| MAIN ARTICLES IN THIS ISSUE
PREPARE-MC AND STEPFAMILIES (by Jenny Cleal)
FINANCIAL STRESS AND PREMARITAL COUPLES (by Alan Craddock)
This is the first increase in the base cost of processing since 1999. The $35 processing charge was set then and the GST added to this in June 2000, taking the GST inclusive charge to $38.50. Between June 1999 and June 2005, our net costs have increased by almost 15% due to constant increases in the expenses associated largely with wages, printing and postage. Our intention is to maintain the new processing charge for a lengthy period of time (as we have done before).
We always aimed to make the processing cost comparable to that of a
modest meal for a couple – we feel sure that $44 (for a couple) is still
well and truly within those limits.
Please note that the PREPARE-ENRICH Processing Centre will close on
Friday 15th December 2006 and reopen on Wednesday 3rd January 2007.
PREPARE AND BECOMING PARENTS
This article is written by Jenny Cleal (one of our Trainers in Victoria
and Co-ordinator of the LifeWorks Marriage Relationship Program) and was
first published in Threshold March 2006. Threshold
is a magazine about marriage education and is available to all marriage
and relationship educators, celebrants and counsellors in Australia and
New Zealand. It is published quarterly. Annual subscription is $30
(PO Box 449 Heidelberg 3084 Australia).
The Prepare group of inventories provides facilitators with plenty of scope to explore the impact of a child on the couple relationship.

▸ **GIVEN REQUEST**
Write what comes next in the PREPARE-ENRICH newsletter above, starting after its last sentence about how a child affects the couple relationship.

▸ **DATA EXCERPTS**

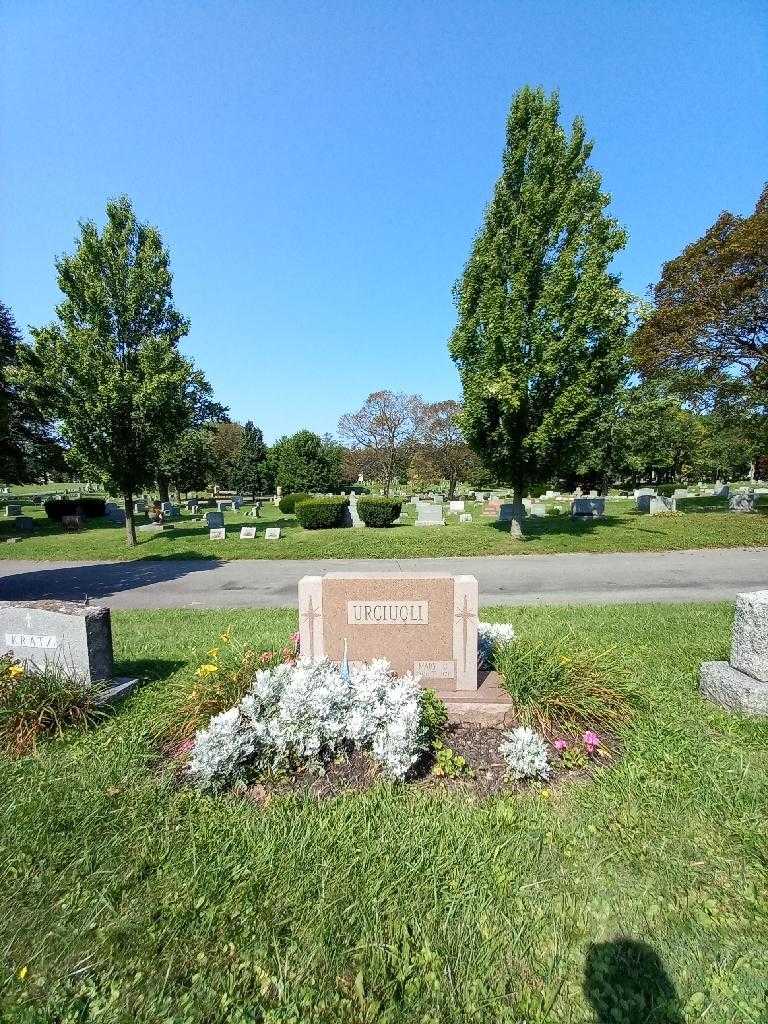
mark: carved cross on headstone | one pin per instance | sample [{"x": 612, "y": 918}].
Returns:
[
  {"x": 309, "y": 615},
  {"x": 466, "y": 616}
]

==

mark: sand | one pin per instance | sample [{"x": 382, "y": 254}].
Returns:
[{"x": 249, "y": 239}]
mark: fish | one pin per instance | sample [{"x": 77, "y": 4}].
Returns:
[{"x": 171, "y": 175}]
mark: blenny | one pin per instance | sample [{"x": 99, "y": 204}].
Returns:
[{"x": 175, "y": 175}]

==

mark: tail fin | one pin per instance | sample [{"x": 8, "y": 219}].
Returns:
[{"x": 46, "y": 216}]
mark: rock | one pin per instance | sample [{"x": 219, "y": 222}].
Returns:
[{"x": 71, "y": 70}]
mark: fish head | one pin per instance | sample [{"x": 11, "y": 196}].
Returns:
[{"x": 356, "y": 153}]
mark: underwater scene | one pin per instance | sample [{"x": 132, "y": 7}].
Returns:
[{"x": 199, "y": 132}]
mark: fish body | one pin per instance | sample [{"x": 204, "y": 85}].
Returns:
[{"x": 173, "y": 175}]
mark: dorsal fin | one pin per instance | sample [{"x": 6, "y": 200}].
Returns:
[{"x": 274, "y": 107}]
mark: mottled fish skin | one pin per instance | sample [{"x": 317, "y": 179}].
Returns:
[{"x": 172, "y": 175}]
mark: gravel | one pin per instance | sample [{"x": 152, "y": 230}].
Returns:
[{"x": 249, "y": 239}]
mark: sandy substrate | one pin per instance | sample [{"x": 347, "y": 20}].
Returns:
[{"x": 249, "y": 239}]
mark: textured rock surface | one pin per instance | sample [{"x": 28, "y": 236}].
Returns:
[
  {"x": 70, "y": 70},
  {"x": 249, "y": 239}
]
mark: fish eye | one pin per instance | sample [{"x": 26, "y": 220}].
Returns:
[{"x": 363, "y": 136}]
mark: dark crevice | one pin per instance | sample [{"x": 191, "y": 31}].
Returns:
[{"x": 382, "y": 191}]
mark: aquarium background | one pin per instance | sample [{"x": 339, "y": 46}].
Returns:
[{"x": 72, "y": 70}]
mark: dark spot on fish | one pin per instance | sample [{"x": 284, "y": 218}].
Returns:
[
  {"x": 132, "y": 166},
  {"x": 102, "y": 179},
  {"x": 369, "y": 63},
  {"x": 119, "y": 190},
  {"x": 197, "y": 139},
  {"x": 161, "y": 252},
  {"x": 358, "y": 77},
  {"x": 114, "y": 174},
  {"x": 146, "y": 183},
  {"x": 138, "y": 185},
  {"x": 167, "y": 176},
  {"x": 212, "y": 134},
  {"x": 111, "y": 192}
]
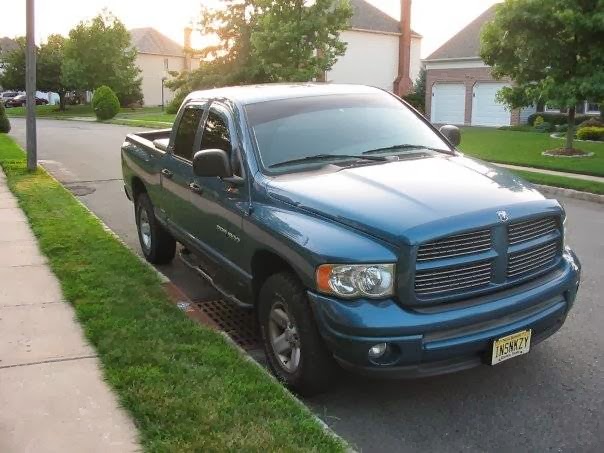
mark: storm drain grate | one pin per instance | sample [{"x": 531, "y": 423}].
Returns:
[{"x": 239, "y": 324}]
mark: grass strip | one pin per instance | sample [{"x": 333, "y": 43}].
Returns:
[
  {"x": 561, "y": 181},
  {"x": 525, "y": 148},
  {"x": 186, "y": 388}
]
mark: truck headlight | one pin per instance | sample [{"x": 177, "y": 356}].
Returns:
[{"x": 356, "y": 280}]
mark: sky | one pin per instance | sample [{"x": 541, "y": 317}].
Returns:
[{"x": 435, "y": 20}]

▸ **WRITTEN RESPONSE**
In response to statement No. 87, “Raising children would put an additional strain on our relationship”, it is always surprising, but somewhat understandable, that many respondents disagree. Asking couples to reflect on how they think that they, as children, impacted on their parents relationship can often encourage them to think more realistically about this new life stage.
Another good way into this part of the work is for facilitators to ask couples to consider how the experience of becoming parents has been for their friends or other family members. “What have they said?”, “What have you noticed?”, “How do they appear to be managing?”, “What do they say about their sexual relationship?” etc.
While the couple discuss their observations it is an opportunity for the facilitator to encourage the couple to identify the strengths and skills that will support their own transition to parenthood as well as to name potentially negative experiences.
As with other key areas of Prepare it is always useful to go back to the couples’ experience of being parented. The statement with direct relevance here is No. 142 “My partner’s family raised children differently than my family”. Asking couples to identify the similarities and differences between their respective upbringings provides an excellent springboard into them deciding how they would want to parent – eg, what they see as acceptable discipline (No. 42) and how they would negotiate different views.
Prepare also offers the facilitator the opportunity (Nos. 12, 57 and 128) to explore the mother/father role with couples. A question like, “Do you want to be a father/mother like your own father/mother?”, challenges couples to think more deeply about the experience and whether they want to be different.
For couples with different faith backgrounds, No. 115 “My partner and I agree on the type of religious education for our current/future children” becomes relevant. While this difference may not impact on the couple as much, when it comes to children it can often be an issue. The expectations of the extended family can often be ‘played out’ here – in particular where there are very different cultural expectations.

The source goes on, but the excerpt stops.